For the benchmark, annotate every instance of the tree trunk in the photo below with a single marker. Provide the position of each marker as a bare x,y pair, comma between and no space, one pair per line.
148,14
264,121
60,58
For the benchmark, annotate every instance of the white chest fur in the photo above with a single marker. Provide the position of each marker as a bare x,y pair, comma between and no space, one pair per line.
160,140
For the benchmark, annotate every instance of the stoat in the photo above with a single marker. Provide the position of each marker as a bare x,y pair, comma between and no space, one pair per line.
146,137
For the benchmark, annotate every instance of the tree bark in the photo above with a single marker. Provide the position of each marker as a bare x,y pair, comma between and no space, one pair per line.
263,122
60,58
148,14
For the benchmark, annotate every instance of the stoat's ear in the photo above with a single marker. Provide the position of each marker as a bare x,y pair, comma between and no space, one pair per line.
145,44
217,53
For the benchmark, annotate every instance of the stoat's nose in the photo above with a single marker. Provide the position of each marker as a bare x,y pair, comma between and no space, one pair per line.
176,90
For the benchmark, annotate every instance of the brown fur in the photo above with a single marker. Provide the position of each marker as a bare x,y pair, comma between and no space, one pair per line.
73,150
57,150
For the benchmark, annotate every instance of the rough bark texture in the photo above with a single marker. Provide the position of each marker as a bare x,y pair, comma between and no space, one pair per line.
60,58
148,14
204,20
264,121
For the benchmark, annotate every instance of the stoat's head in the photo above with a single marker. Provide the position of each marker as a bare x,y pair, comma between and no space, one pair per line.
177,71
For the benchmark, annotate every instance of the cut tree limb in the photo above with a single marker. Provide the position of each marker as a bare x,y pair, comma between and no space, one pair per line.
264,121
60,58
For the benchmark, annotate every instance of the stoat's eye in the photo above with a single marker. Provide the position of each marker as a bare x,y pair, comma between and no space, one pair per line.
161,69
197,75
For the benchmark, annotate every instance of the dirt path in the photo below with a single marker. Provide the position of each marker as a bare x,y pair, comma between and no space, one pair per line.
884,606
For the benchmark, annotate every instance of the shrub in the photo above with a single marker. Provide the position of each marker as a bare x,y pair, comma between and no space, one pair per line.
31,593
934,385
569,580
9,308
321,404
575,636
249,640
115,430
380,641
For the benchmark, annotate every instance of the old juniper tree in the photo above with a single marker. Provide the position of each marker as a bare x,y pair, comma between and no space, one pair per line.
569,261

|---|

▶ _Exercise_
Convert every line of the entries above into a JSON list of strings, one string per line, omitting any blank lines.

▶ _Result for this exercise_
[
  "For the benchmark, annotate every instance of the tree trunk in the photo below with a single marker. Provide the position of each marker as a bare x,y pair, comma between and no space, one pair per line.",
  "148,14",
  "264,121",
  "60,58",
  "For the benchmark, annotate every instance of the white chest fur in the photo above with a single marker. Provide the position of each marker as a bare x,y pair, comma between and no space, one pair per line.",
  "160,140",
  "For the benchmark, annotate every instance of the stoat in the photo above with a single marker. Provide the position of each marker as a bare x,y pair, comma between and no space, one pair per line.",
  "146,137",
  "For the benchmark, annotate every instance of the tree bark in the photo above with a single marker. Provide the position of each marker as a bare x,y pair, comma between and no space, one pair per line.",
  "263,122",
  "60,58",
  "148,14",
  "For the benchmark, annotate every instance of the stoat's ear in the photo above with a single marker. Provide the position of each marker as a bare x,y pair, comma between and no space, one pair per line.",
  "145,44",
  "217,53",
  "For the benchmark, annotate every instance of the stoat's nose in the photo above with a single marker. Provide the position of each marker as a bare x,y pair, comma between and no space, one pair per line.",
  "176,90",
  "For the benchmark, annotate every instance of the brown fur in the photo above with a single marker. Provide the position of each marker as a bare x,y pair, comma between and no space, one pair per line.",
  "73,150",
  "57,150",
  "For the benchmark, annotate every instance of the rough bark texture in the photo above with a single marker. Provide the position of each marker as a bare x,y pair, comma between and no space, one pair per line.",
  "60,58",
  "148,14",
  "204,20",
  "264,121",
  "For the benchmark, annotate every instance of the stoat's head in the photo above with a single marker. Provide the position of each marker as a bare x,y pair, comma between and no space, one pair per line.",
  "177,71",
  "For the benchmark, annotate every instance of the cut tree limb in the photo above with a single marker. Provide the position of each marker as a bare x,y pair, comma between and no space, one pair per line.",
  "264,121",
  "60,58",
  "For the benchmark, annotate every instance of the stoat's eye in the photo above with a single marker. Provide the position of each marker as a bare x,y pair, comma between and no space, one pair per line.",
  "161,69",
  "197,75",
  "For the benchmark, annotate every instance of the dirt path in the photo below with a single marker. Provide the position of each marker as a bare x,y pair, comma between and no space, one pair per line.",
  "884,606",
  "For the benchmark, annotate every instance of the shrub in the photo above with a single marker. Provide the position of each marker as a bare x,y pair, comma between and no space, one pair per line.",
  "31,593",
  "934,385",
  "569,580",
  "9,308",
  "321,404",
  "575,636",
  "249,640",
  "115,430",
  "380,641",
  "For the benchmark, annotate every instance of the old juniper tree in the photo above with a single marker. Provide the position of each marker as a bare x,y pair, comma between and no space, one pair per line.",
  "569,261"
]